Aim => Please filter the entries below, keeping each line that contains the word "every" and copying those lines unchanged. Case counts.

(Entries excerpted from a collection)
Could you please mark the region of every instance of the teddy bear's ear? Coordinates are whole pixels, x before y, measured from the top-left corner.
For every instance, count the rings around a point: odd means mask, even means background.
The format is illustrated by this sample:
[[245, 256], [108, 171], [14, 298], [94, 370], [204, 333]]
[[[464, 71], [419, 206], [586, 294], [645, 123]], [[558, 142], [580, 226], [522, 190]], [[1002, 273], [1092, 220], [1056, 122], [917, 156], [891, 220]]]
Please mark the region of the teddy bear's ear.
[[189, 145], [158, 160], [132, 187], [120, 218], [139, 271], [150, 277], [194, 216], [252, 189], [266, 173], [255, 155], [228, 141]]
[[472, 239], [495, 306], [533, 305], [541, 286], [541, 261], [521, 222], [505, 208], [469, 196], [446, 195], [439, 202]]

Answer to the exercise =>
Could you please mark the region of every instance of the teddy bear's ear? Coordinates are whole pixels, x before y, measured from the top-left corner.
For every instance, count the rings around a point: odd means mask, even means background.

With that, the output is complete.